Problem statement =>
Print out each record below, unaltered and complete, without its images.

Referring expression data
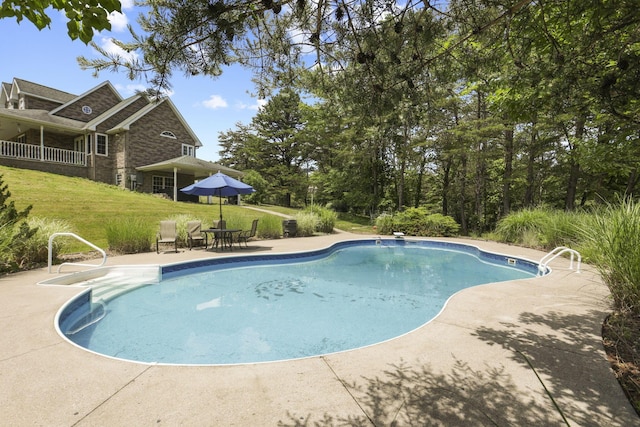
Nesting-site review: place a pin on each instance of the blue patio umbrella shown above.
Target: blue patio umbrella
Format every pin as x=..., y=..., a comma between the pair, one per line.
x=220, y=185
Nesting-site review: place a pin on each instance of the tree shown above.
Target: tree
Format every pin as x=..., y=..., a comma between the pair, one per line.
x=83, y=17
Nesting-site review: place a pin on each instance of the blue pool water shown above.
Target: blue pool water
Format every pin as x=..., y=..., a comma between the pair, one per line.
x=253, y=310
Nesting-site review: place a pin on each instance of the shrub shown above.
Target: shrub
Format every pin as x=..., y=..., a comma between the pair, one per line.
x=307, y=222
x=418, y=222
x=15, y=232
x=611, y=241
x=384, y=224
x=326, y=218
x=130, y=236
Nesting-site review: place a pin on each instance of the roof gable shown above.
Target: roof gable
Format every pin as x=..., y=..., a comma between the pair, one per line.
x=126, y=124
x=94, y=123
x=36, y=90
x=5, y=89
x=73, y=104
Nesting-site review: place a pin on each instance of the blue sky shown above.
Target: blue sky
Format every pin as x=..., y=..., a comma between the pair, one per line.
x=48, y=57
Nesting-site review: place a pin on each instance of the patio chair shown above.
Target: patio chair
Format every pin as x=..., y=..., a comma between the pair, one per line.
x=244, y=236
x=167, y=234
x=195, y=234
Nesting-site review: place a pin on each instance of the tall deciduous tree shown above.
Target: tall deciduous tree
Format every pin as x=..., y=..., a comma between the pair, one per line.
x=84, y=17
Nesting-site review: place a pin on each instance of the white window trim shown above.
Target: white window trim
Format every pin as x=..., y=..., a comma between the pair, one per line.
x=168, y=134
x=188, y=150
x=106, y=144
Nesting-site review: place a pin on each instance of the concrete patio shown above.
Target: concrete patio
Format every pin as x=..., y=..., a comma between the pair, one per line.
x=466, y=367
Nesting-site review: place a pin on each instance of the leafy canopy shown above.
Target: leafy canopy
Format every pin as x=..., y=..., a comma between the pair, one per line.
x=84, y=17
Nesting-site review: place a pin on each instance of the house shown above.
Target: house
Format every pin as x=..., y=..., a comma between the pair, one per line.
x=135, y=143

Answer to this exercise =>
Nesting-site review: place a pin on each instance of the blue patio umbrella shown above.
Target: blue patio umbrella
Format every pin as x=..., y=..., a comma between the pair, one per line.
x=220, y=185
Nesting-site review: place a pin on each instance of the tree shown above.
Target: tree
Format every pin as x=..., y=..., a comma between the pair, one per line.
x=83, y=17
Nesting-site review: place a pin on each instance of the blue pool water shown above.
Target: blue pool water
Format every pin as x=..., y=..., a comma between the pair, one per line.
x=253, y=310
Nesting-site review: place a pin on each instance of the shrub shown above.
Target: shrub
Format every pin as x=..., y=..., a comma between the pair, one per line.
x=307, y=222
x=418, y=222
x=15, y=232
x=611, y=241
x=384, y=224
x=326, y=218
x=130, y=236
Nesting-site review: place a pin on each instance of the roof gable shown above.
Target: roof gable
Format every pin as x=..., y=..., a comma between the pair, one per line.
x=126, y=124
x=94, y=123
x=36, y=90
x=5, y=89
x=73, y=104
Nesting-site review: place a pin on each instance of the blue sky shown above.
Target: blue sky
Format every pin as x=..., y=..., a comma between the pair, one per line.
x=48, y=57
Nesting-site review: place a pin on each instance of the patio chair shown above.
Target: patio chair
Format every pin as x=..., y=..., a comma between the pair, one per line.
x=244, y=236
x=167, y=234
x=195, y=234
Nesting-site review: place a pin on each instance of the tall deciduous tree shown above.
Target: tall deciduous tree
Format every pin as x=..., y=..., a comma between the pair, one per line.
x=84, y=17
Nesting-site review: place a pin on each instance of the white window trim shown above.
Target: white window trim
Format every pin as x=..., y=..., a comma between the pair, one per line.
x=168, y=134
x=188, y=150
x=106, y=144
Nesting-site review: place a pin on each instance of the concrete patio shown above.
Target: concrete patio
Format every pin as x=..., y=..., a comma between the pair, one per line.
x=466, y=367
Nesting-site review: place a pin on each instance of the leafy canopy shown above.
Target: leafy canopy
Format every pin as x=..., y=..., a comma between the pair, one per line.
x=84, y=17
Nesting-site review: place a pin on each instance of the house shown above.
Target: house
Format every pin as x=..., y=..., a comma between the pair, one per line.
x=135, y=143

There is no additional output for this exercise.